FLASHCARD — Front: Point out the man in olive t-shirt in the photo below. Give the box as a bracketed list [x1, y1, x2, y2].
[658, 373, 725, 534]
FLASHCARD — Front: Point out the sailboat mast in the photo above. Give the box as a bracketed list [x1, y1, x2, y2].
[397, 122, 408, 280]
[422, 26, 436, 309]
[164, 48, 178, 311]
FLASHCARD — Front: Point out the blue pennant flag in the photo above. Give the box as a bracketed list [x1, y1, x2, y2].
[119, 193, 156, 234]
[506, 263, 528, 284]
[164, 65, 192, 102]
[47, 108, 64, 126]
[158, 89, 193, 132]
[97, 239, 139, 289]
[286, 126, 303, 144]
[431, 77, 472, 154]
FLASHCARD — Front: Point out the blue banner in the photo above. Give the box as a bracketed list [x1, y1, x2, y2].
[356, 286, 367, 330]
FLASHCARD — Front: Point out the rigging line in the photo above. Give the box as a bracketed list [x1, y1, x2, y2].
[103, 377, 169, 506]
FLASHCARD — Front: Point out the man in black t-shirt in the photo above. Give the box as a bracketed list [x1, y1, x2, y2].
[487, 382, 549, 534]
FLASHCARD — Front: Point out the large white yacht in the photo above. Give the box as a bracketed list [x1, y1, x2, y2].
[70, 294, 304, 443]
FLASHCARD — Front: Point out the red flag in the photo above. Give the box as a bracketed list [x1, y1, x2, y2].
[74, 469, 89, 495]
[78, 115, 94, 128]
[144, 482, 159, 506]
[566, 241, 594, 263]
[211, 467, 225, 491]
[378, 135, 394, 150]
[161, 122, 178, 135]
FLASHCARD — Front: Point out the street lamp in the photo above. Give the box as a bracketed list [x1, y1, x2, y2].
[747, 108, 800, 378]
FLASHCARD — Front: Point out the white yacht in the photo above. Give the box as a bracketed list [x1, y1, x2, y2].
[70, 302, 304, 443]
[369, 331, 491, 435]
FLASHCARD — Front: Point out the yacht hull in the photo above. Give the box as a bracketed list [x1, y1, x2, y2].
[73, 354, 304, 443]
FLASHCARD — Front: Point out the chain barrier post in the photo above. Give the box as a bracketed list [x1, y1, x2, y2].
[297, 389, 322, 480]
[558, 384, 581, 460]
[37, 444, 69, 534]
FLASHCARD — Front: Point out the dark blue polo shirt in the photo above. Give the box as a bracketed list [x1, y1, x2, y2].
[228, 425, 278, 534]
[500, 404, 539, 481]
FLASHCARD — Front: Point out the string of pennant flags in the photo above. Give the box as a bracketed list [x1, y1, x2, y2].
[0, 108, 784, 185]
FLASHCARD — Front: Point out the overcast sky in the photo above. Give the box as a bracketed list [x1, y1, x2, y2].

----

» **TO BE DONE**
Reproduce all of the entries above word for word, altering nothing.

» **RESPONSE TO THE TASK**
FLASHCARD — Front: Point out the man in olive t-shirt in the photo below. Give the box as a bracketed list [x1, y1, x2, y2].
[658, 373, 725, 534]
FLASHCARD — Front: Point out the sailboat mast in the photo above. Give the box as a bracketed list [x1, y1, x2, y2].
[397, 122, 408, 280]
[422, 26, 436, 309]
[164, 48, 178, 311]
FLASHCARD — Front: Point out the blue pennant flag in the photo above. Give the box as a bracketed list [x1, y1, x2, y2].
[119, 193, 156, 234]
[506, 263, 528, 284]
[164, 65, 192, 102]
[47, 108, 64, 126]
[158, 89, 193, 132]
[97, 239, 139, 289]
[286, 126, 303, 144]
[431, 77, 472, 154]
FLASHCARD — Front: Point out the blue banner in the photo above. Give the box as a bracketed list [x1, y1, x2, y2].
[356, 286, 367, 330]
FLASHCARD — Front: Point out the rigging line in the photo above. Give the box as a bracketed list [x1, y1, x2, y2].
[103, 377, 169, 506]
FLASHCARD — Front: Point out the man in black t-shirt in the photo above. Give the box as a bracketed list [x1, y1, x2, y2].
[487, 382, 549, 534]
FLASHCARD — Front: Point out the large white yacht in the photo above. Give the box as a bracketed list [x1, y1, x2, y2].
[70, 294, 304, 443]
FLASHCARD — Front: Point out the red flag in the photo above. Give the box as a bracketed list [x1, y1, x2, y2].
[74, 469, 89, 495]
[78, 115, 94, 128]
[144, 482, 159, 506]
[566, 241, 594, 263]
[211, 467, 225, 491]
[378, 135, 394, 150]
[161, 122, 178, 135]
FLASHCARD — Front: Point out the street lamp in the photo above. Give the box as a bracketed list [x1, y1, x2, y2].
[747, 108, 800, 378]
FLASHCARD — Front: Point out the white yacht in the photo above. Give the box as a bracketed list [x1, y1, x2, y2].
[70, 302, 304, 443]
[369, 331, 491, 435]
FLASHCARD — Front: Point out the yacht hull in the photo above. Give the box as a bracketed list [x1, y1, x2, y2].
[73, 354, 304, 443]
FLASHCARD — Front: Point out the chain barrier post in the photo above. Give the box as a bracketed list [x1, y1, x2, y2].
[297, 389, 322, 480]
[558, 384, 581, 460]
[37, 444, 69, 534]
FLASHCARD — Front: Point out the dark blue polo shirt in the photo above. Give the box as a bracketed list [x1, y1, x2, y2].
[228, 425, 278, 534]
[500, 404, 539, 481]
FLASHCARD — Front: Point out the string of pennant flags in the photo above. Give the box as a bracketed list [x1, y1, x2, y2].
[0, 108, 784, 185]
FLASHCARD — Front: Point out the overcast sky in the photo above. Give the box as a bracketed list [x1, y1, x2, y2].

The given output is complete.